(Photo-based referring expression data)
________________

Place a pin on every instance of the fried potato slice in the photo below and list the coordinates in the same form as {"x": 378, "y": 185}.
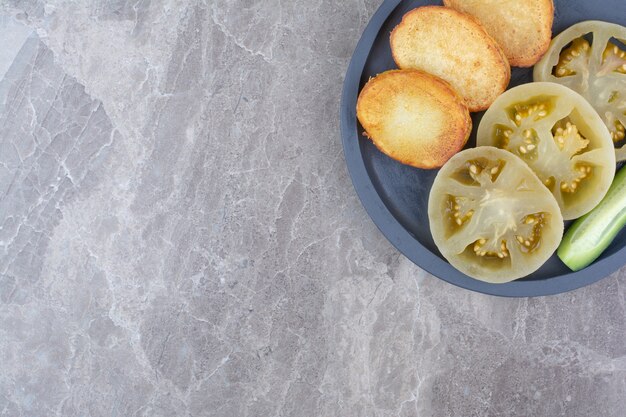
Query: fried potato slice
{"x": 455, "y": 47}
{"x": 523, "y": 28}
{"x": 414, "y": 117}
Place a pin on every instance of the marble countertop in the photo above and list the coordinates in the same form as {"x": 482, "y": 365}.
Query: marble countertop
{"x": 179, "y": 236}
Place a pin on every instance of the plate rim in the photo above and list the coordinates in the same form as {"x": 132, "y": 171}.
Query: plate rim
{"x": 401, "y": 238}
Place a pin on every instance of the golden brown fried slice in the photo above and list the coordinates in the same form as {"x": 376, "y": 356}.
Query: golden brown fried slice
{"x": 523, "y": 28}
{"x": 414, "y": 117}
{"x": 455, "y": 47}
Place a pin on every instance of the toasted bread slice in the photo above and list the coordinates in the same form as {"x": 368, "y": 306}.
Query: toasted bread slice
{"x": 455, "y": 47}
{"x": 414, "y": 117}
{"x": 523, "y": 28}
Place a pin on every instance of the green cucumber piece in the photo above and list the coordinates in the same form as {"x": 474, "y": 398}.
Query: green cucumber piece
{"x": 591, "y": 234}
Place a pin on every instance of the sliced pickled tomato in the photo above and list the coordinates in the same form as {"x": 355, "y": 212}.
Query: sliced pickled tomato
{"x": 597, "y": 71}
{"x": 491, "y": 217}
{"x": 561, "y": 138}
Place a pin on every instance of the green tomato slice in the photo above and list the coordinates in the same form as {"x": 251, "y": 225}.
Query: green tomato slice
{"x": 561, "y": 138}
{"x": 586, "y": 58}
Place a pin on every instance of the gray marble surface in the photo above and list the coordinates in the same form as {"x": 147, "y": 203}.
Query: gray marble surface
{"x": 161, "y": 167}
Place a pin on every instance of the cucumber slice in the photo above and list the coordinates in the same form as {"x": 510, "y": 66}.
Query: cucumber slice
{"x": 590, "y": 235}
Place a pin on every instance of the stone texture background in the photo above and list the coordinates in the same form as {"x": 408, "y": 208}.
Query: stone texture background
{"x": 160, "y": 166}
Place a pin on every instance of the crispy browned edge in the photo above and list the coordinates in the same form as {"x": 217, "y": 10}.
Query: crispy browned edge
{"x": 537, "y": 53}
{"x": 492, "y": 45}
{"x": 463, "y": 130}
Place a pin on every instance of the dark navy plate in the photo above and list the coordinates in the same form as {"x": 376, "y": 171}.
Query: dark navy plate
{"x": 396, "y": 195}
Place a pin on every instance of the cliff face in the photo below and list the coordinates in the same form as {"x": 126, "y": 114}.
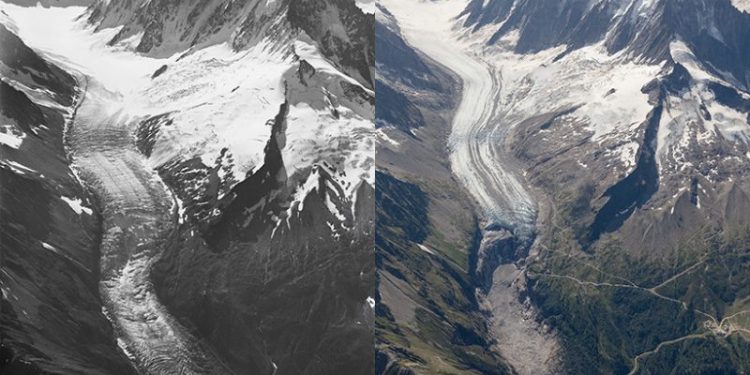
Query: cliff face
{"x": 49, "y": 231}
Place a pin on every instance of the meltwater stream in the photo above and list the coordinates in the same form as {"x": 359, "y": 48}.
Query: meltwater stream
{"x": 480, "y": 161}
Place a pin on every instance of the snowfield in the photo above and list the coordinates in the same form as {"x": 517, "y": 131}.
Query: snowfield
{"x": 475, "y": 138}
{"x": 212, "y": 99}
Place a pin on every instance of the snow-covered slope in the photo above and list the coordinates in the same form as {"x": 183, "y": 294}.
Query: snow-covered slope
{"x": 624, "y": 122}
{"x": 239, "y": 108}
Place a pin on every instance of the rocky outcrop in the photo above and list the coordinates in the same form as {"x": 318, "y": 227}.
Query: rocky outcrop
{"x": 51, "y": 319}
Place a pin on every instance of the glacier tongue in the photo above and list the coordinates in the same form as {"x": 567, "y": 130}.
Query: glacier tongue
{"x": 475, "y": 140}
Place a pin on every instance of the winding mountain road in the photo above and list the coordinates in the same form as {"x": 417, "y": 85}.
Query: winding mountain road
{"x": 481, "y": 161}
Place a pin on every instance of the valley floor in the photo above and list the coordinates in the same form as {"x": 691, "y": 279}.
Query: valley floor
{"x": 136, "y": 205}
{"x": 481, "y": 163}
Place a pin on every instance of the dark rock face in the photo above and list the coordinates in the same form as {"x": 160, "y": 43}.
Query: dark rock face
{"x": 353, "y": 50}
{"x": 254, "y": 285}
{"x": 714, "y": 30}
{"x": 20, "y": 59}
{"x": 51, "y": 317}
{"x": 339, "y": 28}
{"x": 636, "y": 189}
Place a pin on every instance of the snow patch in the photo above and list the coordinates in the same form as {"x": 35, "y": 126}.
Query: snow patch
{"x": 367, "y": 6}
{"x": 11, "y": 136}
{"x": 742, "y": 5}
{"x": 77, "y": 205}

________________

Exercise objective
Leave the pictures out, then print every entry exactly as it reads.

Expected output
Place a pin on every instance of the fried potato slice in the photo below and list the coordinates in the same form as {"x": 378, "y": 185}.
Query: fried potato slice
{"x": 455, "y": 47}
{"x": 523, "y": 28}
{"x": 414, "y": 117}
Place a pin on every instance of the marble countertop in the photo above and list the coordinates in the same form as {"x": 482, "y": 365}.
Query: marble countertop
{"x": 179, "y": 236}
Place a pin on every instance of the plate rim in the photo above and list the coordinates in the same form as {"x": 132, "y": 171}.
Query: plate rim
{"x": 401, "y": 238}
Place a pin on every instance of the golden brown fried slice in the photo above and list the coordinates in the same form as {"x": 376, "y": 356}.
Query: golden brown fried slice
{"x": 523, "y": 28}
{"x": 414, "y": 117}
{"x": 455, "y": 47}
Place a pin on every instance of the toasted bread slice in the photo above and list the coordinates in the same form as {"x": 368, "y": 306}.
Query: toasted bread slice
{"x": 455, "y": 47}
{"x": 414, "y": 117}
{"x": 523, "y": 28}
Place a pin on every instance of the green cucumber piece in the photo above and list the coordinates in the same form as {"x": 474, "y": 398}.
Query: green cucumber piece
{"x": 591, "y": 234}
Place a pin on every instance of the sliced pickled tomato in the photo above and list the coordinates in the same form as {"x": 355, "y": 212}.
Query: sliced pickled tomato
{"x": 597, "y": 71}
{"x": 491, "y": 217}
{"x": 561, "y": 138}
Place a pin on every instance of the green tomato slice in the photo above and list the coordinates in the same form as {"x": 251, "y": 225}.
Query: green tomato slice
{"x": 561, "y": 138}
{"x": 586, "y": 58}
Place a pin on every instance of the gray marble surface in the photo above and list the coordinates in the same form as {"x": 147, "y": 203}.
Query: gray marble surface
{"x": 161, "y": 167}
Place a pin on every instance of the cucumber slice in the photo above and list the coordinates in the same form as {"x": 510, "y": 66}.
Query: cucumber slice
{"x": 590, "y": 235}
Place a pin on every instance of the stone texture background in the photo above and list the coordinates in the same form as {"x": 408, "y": 208}.
Query: stone texture background
{"x": 160, "y": 166}
Place a pin on every instance of the crispy browned edge in the photo above and list the coordinates in the same form as {"x": 217, "y": 10}.
Query: crispy browned edge
{"x": 537, "y": 53}
{"x": 492, "y": 45}
{"x": 463, "y": 130}
Place a pin on every instance of the dark navy plate in the photo above and list the coordinates in the same form as {"x": 376, "y": 171}.
Query: dark navy plate
{"x": 396, "y": 195}
Place a pin on every instance of the cliff face in the photo below and list the coordinates in the same form as {"x": 126, "y": 114}.
Query: cliff face
{"x": 49, "y": 231}
Place a pin on every instance of the meltwater stream in the photo above and list the coordinates in the same form as {"x": 359, "y": 48}.
Query: meltwater stream
{"x": 480, "y": 161}
Place a pin on every instance of the snowfield in the photo above and list the coordinates in the same form as {"x": 517, "y": 131}.
Query: snowfield
{"x": 475, "y": 138}
{"x": 212, "y": 99}
Place a pin on every instance of the snow-covered slope in the photo above and list the coordinates in the same form as {"x": 183, "y": 294}.
Query: snow-covered slope
{"x": 624, "y": 122}
{"x": 239, "y": 108}
Place a pin on every instance of the rocky outcrop in the photo above and list the coordinates in the same form as {"x": 318, "y": 227}.
Query: rocky outcrop
{"x": 51, "y": 319}
Place a pin on every instance of the glacier tongue in the photo above and list the coordinates in the same form as {"x": 567, "y": 130}.
Query: glacier tongue
{"x": 475, "y": 140}
Place a pin on every instance of the winding mountain road in the photo above and list the coordinates in the same form as {"x": 417, "y": 85}.
Query: winding mountain road
{"x": 481, "y": 161}
Place a pin on every instance of the valley floor in the photo above and list the coordinates in the same form as {"x": 691, "y": 279}.
Query: valley floor
{"x": 136, "y": 205}
{"x": 481, "y": 163}
Place a pin on every instance of the dark rock face in the photo above and list the coordinates in the same form as {"x": 160, "y": 43}.
Query: dark rock face
{"x": 353, "y": 50}
{"x": 254, "y": 285}
{"x": 714, "y": 30}
{"x": 20, "y": 59}
{"x": 51, "y": 317}
{"x": 339, "y": 28}
{"x": 636, "y": 189}
Place a pin on every instance of the snow patch in the photo above and list the coordinates in the same form as {"x": 35, "y": 126}.
Query: snow patch
{"x": 367, "y": 6}
{"x": 11, "y": 136}
{"x": 742, "y": 5}
{"x": 77, "y": 205}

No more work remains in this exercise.